--- Begin EXERCISE MATERIALS ---

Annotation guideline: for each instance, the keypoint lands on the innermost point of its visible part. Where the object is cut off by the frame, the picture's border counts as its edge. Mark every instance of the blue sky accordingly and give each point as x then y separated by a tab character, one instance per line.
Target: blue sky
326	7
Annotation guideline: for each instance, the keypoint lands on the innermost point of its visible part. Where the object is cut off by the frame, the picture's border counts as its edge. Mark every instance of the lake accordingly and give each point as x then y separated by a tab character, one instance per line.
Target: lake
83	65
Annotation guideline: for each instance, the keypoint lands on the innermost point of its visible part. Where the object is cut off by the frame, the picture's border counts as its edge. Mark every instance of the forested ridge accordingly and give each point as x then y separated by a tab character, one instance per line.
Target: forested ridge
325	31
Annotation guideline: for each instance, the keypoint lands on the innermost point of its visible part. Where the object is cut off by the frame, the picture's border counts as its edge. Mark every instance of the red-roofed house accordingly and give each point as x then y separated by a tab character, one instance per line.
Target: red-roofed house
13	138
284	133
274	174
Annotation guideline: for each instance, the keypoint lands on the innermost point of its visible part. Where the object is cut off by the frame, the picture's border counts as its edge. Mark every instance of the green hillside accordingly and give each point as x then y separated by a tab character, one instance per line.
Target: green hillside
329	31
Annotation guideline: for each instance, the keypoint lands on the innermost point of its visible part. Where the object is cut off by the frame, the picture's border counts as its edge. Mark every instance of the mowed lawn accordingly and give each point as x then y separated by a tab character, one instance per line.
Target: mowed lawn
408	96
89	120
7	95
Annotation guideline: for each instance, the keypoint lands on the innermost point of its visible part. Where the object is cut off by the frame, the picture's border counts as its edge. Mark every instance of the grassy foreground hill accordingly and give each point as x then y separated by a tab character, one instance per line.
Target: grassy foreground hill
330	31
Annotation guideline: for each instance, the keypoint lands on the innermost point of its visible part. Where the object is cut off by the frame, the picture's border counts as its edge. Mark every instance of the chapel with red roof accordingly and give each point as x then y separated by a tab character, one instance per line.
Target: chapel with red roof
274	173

--- End EXERCISE MATERIALS ---

- [BRIEF] Beginning at the line that contains "of the red-roofed" and continuing through the last line of the records, render each line as one string in a JSON list, omitting blank lines.

- [SOLUTION FOR THIS TASK]
[
  "Annotation guideline: for each instance, the keypoint lands on the innermost point of its visible part. Where the object is cut off by the frame, the picture's border counts as its edge. Mark every instance of the red-roofed house accordingly and give each point as x then y separated by a tab character, one instance per line.",
  "Target: red-roofed house",
  "13\t138",
  "284\t133",
  "274\t174",
  "Annotation guideline: for each instance, the keypoint lands on the innermost point of its visible part. Where the object is cut off by the frame, the picture's border counts as its edge. Mark every instance of the green hillside accordingly and give each point as x then y separated by a tab character, one instance per line.",
  "Target: green hillside",
  "329\t31",
  "Annotation guideline: for each instance, the keypoint lands on the innermost point of its visible part. Where the object is cut off by the frame, the picture's border counts as its edge. Mark every instance of the mowed lawn accordingly and give each point as x then y separated by a tab character, one instance per line.",
  "Target: mowed lawn",
  "408\t96",
  "89\t120",
  "7\t95",
  "Annotation guideline: for each instance, the keypoint lands on the innermost point of its visible part. Where the object is cut off by the frame, the picture's border counts as its edge. Mark every instance of the grassy foreground hill accordingly and give each point as x then y separated by a tab character, one instance per line.",
  "Target: grassy foreground hill",
  "330\t31",
  "Annotation guideline: for each instance, the keypoint lands on the innermost point of its visible part. Where the object is cut off by the frame, the picture's border counts as its edge. Mark every instance of the chapel with red roof accordingly and give each point as x then y separated by a tab character, one instance per line.",
  "Target: chapel with red roof",
  "274\t173"
]